[Stored records]
·····

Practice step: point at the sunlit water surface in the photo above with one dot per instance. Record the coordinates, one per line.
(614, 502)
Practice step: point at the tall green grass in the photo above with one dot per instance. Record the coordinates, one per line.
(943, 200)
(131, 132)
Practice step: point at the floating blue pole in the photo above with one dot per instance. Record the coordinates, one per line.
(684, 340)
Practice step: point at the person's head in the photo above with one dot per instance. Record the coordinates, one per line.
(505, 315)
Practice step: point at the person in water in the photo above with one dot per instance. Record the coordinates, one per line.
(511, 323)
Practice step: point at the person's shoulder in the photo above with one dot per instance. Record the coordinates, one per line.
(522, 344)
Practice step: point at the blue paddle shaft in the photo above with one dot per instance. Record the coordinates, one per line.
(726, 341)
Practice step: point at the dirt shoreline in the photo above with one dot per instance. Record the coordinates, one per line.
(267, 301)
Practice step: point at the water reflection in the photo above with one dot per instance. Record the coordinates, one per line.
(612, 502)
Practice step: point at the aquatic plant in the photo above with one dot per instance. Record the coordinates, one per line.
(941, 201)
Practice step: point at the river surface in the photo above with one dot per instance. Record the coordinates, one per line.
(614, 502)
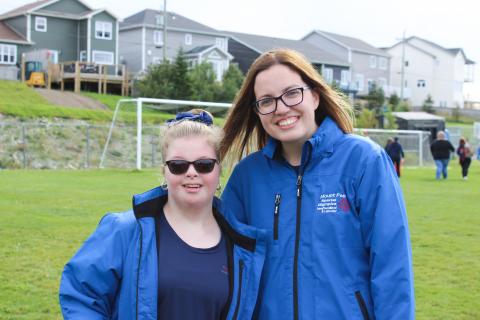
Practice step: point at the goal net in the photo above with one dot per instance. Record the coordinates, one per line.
(137, 145)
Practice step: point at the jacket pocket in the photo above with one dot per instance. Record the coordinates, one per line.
(362, 305)
(276, 215)
(239, 291)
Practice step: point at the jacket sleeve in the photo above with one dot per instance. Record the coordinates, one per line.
(385, 228)
(91, 278)
(233, 198)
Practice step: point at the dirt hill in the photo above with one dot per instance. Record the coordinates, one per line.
(70, 99)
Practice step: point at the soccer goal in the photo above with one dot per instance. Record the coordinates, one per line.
(126, 144)
(415, 143)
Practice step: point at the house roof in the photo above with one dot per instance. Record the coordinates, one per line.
(7, 34)
(38, 6)
(262, 44)
(174, 21)
(451, 51)
(351, 43)
(23, 9)
(204, 49)
(417, 116)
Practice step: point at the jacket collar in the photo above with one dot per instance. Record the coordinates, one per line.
(321, 143)
(150, 203)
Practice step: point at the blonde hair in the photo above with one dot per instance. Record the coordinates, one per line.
(189, 128)
(243, 130)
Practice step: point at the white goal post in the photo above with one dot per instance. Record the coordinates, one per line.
(159, 104)
(415, 143)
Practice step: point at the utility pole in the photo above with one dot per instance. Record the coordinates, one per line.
(402, 84)
(164, 30)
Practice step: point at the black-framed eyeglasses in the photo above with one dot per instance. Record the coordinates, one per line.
(181, 166)
(289, 98)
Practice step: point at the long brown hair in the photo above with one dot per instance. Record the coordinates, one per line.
(243, 130)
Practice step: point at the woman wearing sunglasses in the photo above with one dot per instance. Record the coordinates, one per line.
(339, 244)
(173, 256)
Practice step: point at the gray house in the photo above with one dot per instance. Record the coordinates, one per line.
(368, 64)
(57, 31)
(142, 41)
(245, 48)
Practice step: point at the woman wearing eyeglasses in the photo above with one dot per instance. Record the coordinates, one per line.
(173, 256)
(338, 246)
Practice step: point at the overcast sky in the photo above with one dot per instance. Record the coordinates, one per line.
(381, 23)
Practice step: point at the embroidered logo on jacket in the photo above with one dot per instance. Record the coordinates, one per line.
(333, 203)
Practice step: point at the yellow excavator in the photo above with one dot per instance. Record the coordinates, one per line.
(34, 74)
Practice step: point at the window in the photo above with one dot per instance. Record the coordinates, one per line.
(159, 20)
(421, 83)
(344, 78)
(359, 82)
(328, 75)
(83, 55)
(8, 54)
(158, 38)
(188, 39)
(220, 42)
(103, 30)
(52, 56)
(41, 24)
(382, 63)
(370, 84)
(102, 57)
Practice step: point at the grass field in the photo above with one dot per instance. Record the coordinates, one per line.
(45, 216)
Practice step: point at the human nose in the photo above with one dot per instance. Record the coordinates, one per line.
(281, 107)
(191, 172)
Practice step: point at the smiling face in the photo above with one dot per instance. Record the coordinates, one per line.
(191, 189)
(289, 125)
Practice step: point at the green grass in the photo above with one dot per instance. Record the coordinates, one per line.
(46, 215)
(19, 100)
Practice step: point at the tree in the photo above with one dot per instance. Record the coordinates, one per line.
(375, 98)
(366, 119)
(232, 81)
(427, 105)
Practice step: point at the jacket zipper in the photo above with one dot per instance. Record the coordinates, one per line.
(138, 269)
(240, 276)
(276, 213)
(297, 243)
(362, 305)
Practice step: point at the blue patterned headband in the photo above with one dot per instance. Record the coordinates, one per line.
(202, 117)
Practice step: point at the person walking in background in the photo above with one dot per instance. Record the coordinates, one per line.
(441, 149)
(395, 151)
(465, 154)
(174, 256)
(338, 245)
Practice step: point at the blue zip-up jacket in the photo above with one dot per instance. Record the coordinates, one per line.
(339, 245)
(114, 275)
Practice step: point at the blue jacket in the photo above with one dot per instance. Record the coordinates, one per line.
(114, 274)
(339, 244)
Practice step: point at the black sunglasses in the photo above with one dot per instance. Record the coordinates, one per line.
(200, 165)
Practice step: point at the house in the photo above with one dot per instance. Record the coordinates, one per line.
(142, 41)
(58, 31)
(368, 65)
(245, 48)
(430, 69)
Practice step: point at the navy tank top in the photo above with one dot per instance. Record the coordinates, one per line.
(192, 282)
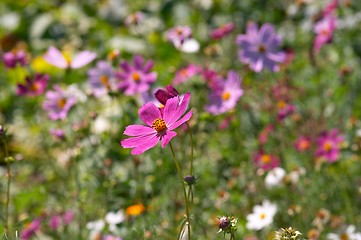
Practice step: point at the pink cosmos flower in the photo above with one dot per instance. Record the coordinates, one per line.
(54, 57)
(58, 103)
(185, 74)
(222, 31)
(328, 145)
(11, 59)
(324, 31)
(160, 125)
(137, 78)
(226, 96)
(30, 229)
(302, 144)
(260, 48)
(265, 161)
(284, 110)
(33, 87)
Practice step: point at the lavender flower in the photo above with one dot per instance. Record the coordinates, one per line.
(137, 78)
(260, 48)
(226, 95)
(58, 103)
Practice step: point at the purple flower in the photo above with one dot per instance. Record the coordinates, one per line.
(33, 87)
(179, 34)
(160, 125)
(137, 78)
(226, 95)
(324, 31)
(102, 79)
(328, 145)
(54, 57)
(185, 74)
(11, 59)
(58, 103)
(260, 48)
(30, 229)
(222, 31)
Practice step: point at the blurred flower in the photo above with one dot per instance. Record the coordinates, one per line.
(185, 74)
(11, 59)
(348, 234)
(160, 126)
(30, 229)
(226, 96)
(102, 79)
(135, 210)
(33, 87)
(328, 145)
(302, 144)
(222, 31)
(265, 161)
(137, 78)
(57, 103)
(164, 95)
(324, 31)
(54, 57)
(260, 48)
(274, 177)
(262, 216)
(284, 110)
(55, 222)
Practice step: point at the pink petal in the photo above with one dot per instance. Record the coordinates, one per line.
(167, 137)
(54, 57)
(145, 145)
(169, 109)
(148, 113)
(138, 130)
(82, 59)
(181, 121)
(181, 109)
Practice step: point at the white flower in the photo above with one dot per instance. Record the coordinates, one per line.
(262, 216)
(274, 177)
(348, 234)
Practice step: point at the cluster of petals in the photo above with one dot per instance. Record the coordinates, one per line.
(260, 48)
(56, 58)
(33, 86)
(136, 78)
(160, 124)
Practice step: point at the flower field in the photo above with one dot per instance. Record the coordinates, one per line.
(201, 119)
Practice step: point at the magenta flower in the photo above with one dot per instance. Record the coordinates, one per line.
(160, 125)
(284, 110)
(54, 57)
(328, 145)
(260, 48)
(302, 144)
(222, 31)
(33, 87)
(30, 229)
(226, 96)
(137, 78)
(102, 79)
(265, 161)
(186, 73)
(58, 103)
(324, 31)
(11, 59)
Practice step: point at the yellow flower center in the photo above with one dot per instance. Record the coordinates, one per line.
(159, 125)
(61, 103)
(265, 158)
(226, 96)
(136, 76)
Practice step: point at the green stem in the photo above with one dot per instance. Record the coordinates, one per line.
(184, 191)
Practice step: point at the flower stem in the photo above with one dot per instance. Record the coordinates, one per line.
(184, 191)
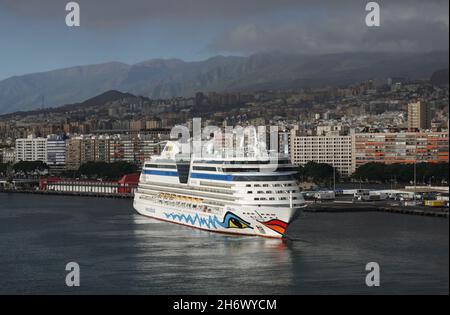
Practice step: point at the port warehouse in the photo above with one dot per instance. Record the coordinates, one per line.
(125, 185)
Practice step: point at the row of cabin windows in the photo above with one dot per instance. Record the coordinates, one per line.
(273, 198)
(272, 192)
(160, 166)
(267, 185)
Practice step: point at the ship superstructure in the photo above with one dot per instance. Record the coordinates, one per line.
(246, 195)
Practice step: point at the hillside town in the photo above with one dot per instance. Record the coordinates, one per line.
(396, 121)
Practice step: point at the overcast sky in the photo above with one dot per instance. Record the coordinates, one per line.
(34, 37)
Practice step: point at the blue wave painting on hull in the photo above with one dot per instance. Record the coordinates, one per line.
(230, 220)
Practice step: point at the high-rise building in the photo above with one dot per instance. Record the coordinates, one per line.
(333, 150)
(56, 153)
(8, 155)
(408, 147)
(31, 149)
(419, 116)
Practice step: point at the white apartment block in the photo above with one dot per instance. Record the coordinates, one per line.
(8, 155)
(56, 152)
(333, 150)
(31, 149)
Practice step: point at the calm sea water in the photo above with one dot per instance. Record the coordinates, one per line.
(120, 252)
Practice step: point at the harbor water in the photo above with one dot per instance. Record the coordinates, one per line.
(120, 252)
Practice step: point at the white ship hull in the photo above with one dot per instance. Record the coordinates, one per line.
(243, 221)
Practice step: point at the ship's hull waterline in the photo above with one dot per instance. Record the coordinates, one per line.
(228, 221)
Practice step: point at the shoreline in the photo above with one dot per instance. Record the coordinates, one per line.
(317, 207)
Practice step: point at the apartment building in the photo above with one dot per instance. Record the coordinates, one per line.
(419, 116)
(31, 149)
(56, 153)
(407, 147)
(333, 150)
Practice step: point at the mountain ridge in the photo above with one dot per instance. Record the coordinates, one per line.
(165, 78)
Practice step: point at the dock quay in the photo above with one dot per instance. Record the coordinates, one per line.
(376, 207)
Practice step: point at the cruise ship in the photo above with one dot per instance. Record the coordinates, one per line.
(245, 195)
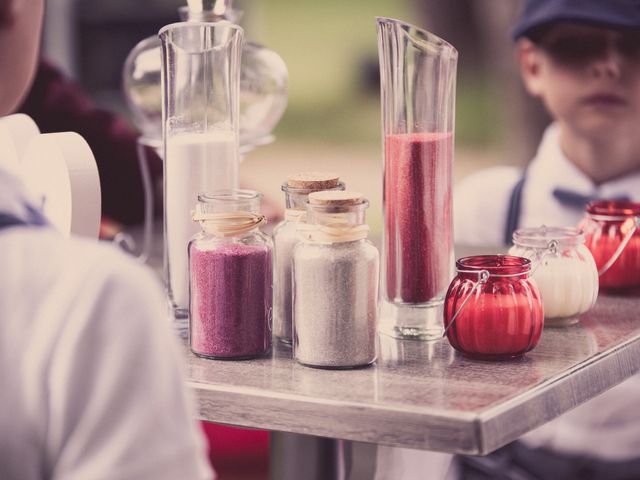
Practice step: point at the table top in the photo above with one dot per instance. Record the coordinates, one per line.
(425, 395)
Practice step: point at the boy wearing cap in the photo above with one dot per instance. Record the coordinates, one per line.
(582, 59)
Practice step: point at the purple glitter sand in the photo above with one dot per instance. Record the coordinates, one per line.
(231, 295)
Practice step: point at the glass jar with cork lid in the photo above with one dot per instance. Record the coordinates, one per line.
(563, 269)
(230, 293)
(335, 273)
(285, 237)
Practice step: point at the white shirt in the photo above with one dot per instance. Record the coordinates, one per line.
(607, 426)
(90, 379)
(481, 200)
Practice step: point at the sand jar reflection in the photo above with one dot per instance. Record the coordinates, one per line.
(230, 277)
(492, 309)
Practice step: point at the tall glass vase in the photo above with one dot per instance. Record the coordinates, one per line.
(418, 79)
(200, 105)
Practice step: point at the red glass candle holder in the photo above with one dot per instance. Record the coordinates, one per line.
(492, 309)
(613, 237)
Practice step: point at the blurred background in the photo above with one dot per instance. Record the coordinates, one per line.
(332, 121)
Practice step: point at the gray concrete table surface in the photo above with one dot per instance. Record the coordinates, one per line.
(425, 395)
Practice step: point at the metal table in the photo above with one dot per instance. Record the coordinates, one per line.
(425, 395)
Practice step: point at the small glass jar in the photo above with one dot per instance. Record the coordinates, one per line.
(563, 269)
(336, 273)
(493, 309)
(285, 237)
(230, 276)
(613, 237)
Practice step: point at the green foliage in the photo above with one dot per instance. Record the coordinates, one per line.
(327, 46)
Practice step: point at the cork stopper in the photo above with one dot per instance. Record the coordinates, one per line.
(336, 198)
(313, 180)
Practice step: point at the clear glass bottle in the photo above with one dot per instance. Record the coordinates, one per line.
(200, 78)
(285, 237)
(612, 231)
(493, 309)
(418, 80)
(336, 273)
(563, 269)
(263, 80)
(230, 277)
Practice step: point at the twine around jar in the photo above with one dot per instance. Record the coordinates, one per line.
(332, 233)
(621, 247)
(551, 249)
(228, 224)
(295, 215)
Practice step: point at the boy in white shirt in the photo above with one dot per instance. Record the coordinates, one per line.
(91, 386)
(582, 59)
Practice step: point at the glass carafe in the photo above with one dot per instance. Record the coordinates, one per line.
(263, 80)
(200, 77)
(418, 79)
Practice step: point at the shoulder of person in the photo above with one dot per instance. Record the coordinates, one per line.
(481, 202)
(82, 276)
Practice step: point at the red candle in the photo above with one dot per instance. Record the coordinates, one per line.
(418, 240)
(503, 316)
(607, 224)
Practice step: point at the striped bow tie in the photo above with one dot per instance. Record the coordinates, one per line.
(579, 201)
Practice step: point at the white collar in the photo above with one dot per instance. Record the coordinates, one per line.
(551, 169)
(13, 198)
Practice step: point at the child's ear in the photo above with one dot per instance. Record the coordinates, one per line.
(529, 60)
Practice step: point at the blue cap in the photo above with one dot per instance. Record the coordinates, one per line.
(615, 14)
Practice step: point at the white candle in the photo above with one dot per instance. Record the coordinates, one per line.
(567, 280)
(195, 163)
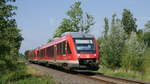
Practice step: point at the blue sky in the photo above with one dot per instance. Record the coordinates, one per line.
(38, 19)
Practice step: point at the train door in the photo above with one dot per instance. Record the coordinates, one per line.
(55, 53)
(68, 51)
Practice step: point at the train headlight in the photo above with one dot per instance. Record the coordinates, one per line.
(78, 55)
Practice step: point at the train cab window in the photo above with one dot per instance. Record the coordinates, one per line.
(38, 53)
(68, 48)
(42, 53)
(63, 47)
(85, 45)
(50, 51)
(59, 49)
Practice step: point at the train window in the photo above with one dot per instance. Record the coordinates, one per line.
(59, 49)
(63, 47)
(50, 51)
(38, 53)
(42, 53)
(68, 48)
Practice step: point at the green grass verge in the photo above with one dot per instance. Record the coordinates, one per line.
(26, 75)
(122, 73)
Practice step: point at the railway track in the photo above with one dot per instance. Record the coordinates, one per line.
(102, 79)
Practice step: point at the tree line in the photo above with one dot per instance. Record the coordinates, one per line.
(10, 41)
(122, 44)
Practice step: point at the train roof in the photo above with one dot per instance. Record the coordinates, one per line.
(78, 35)
(63, 37)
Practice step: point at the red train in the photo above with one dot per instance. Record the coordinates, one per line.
(73, 50)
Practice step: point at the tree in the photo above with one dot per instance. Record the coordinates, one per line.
(147, 25)
(146, 36)
(133, 54)
(106, 27)
(128, 22)
(10, 37)
(112, 45)
(77, 21)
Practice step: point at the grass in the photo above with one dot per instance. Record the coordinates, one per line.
(27, 76)
(131, 74)
(122, 73)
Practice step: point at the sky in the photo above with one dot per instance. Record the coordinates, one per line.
(38, 19)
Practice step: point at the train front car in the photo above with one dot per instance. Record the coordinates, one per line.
(86, 51)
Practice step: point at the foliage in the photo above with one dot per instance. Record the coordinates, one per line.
(106, 27)
(77, 21)
(112, 44)
(133, 54)
(128, 21)
(147, 25)
(146, 36)
(10, 38)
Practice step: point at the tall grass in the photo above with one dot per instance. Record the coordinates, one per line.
(25, 75)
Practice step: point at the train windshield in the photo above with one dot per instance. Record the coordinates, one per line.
(84, 45)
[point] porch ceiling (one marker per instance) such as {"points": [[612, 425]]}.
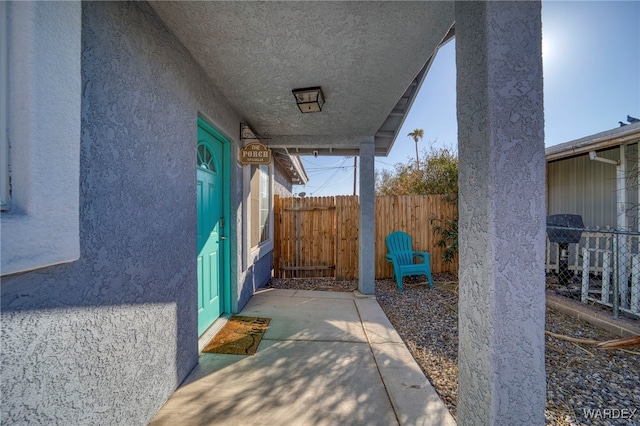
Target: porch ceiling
{"points": [[368, 57]]}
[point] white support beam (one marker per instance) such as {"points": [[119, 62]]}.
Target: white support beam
{"points": [[366, 237]]}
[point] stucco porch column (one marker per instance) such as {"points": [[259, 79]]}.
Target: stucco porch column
{"points": [[366, 237], [502, 213]]}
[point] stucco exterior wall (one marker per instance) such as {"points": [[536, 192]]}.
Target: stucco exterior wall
{"points": [[282, 184], [106, 339]]}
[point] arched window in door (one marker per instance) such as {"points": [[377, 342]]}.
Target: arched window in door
{"points": [[206, 159]]}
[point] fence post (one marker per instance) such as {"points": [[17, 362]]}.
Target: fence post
{"points": [[635, 285], [616, 275], [606, 275]]}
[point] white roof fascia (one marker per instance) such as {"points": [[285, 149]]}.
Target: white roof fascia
{"points": [[610, 138]]}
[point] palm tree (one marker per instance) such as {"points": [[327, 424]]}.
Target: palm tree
{"points": [[417, 134]]}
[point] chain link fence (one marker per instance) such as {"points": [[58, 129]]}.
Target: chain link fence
{"points": [[595, 265]]}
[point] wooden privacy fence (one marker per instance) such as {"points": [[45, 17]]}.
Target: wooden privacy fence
{"points": [[318, 236]]}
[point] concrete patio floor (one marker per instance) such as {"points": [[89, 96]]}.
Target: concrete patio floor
{"points": [[327, 358]]}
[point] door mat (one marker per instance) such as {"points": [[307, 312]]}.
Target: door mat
{"points": [[239, 336]]}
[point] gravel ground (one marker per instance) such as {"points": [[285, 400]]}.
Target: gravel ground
{"points": [[579, 377]]}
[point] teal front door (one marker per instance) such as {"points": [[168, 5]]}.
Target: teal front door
{"points": [[210, 223]]}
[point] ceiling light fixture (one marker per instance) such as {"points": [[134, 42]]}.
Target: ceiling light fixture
{"points": [[310, 99]]}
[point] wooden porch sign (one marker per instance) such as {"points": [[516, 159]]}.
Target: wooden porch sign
{"points": [[255, 153]]}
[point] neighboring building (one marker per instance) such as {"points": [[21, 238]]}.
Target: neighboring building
{"points": [[604, 193], [129, 225]]}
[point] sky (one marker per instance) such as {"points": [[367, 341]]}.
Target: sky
{"points": [[591, 64]]}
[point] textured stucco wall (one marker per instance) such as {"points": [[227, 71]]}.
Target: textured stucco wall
{"points": [[106, 339], [282, 184], [502, 213], [43, 121], [366, 235]]}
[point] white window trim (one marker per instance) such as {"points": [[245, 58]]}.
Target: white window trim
{"points": [[254, 254], [44, 105]]}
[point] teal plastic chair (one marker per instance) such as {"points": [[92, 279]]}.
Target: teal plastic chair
{"points": [[401, 255]]}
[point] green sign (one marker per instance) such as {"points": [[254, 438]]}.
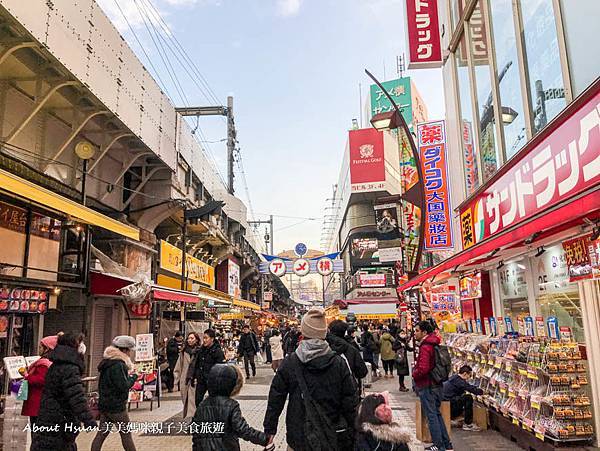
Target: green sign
{"points": [[400, 91]]}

·····

GIVEN INSTRUCTION
Starting at the line that contains "[point] sky (one", restate each line verbatim through the final line of the listing, skipping all pictures.

THE RESULT
[point] sky (one marker per instance) such as {"points": [[367, 341]]}.
Target: sky
{"points": [[591, 64]]}
[point] textured stucco wall (one marker per instance) such as {"points": [[227, 71]]}.
Target: textured stucco wall
{"points": [[106, 339], [282, 184], [502, 213], [43, 121], [366, 235]]}
[point] white window trim (one marker per instance) such as {"points": [[245, 58]]}.
Target: white window trim
{"points": [[254, 254], [44, 105]]}
[point] teal plastic chair (one marker per instance) such as {"points": [[92, 279]]}.
Target: teal plastic chair
{"points": [[401, 255]]}
[point] green sign (one marker per instance) such as {"points": [[254, 438]]}.
Target: green sign
{"points": [[400, 91]]}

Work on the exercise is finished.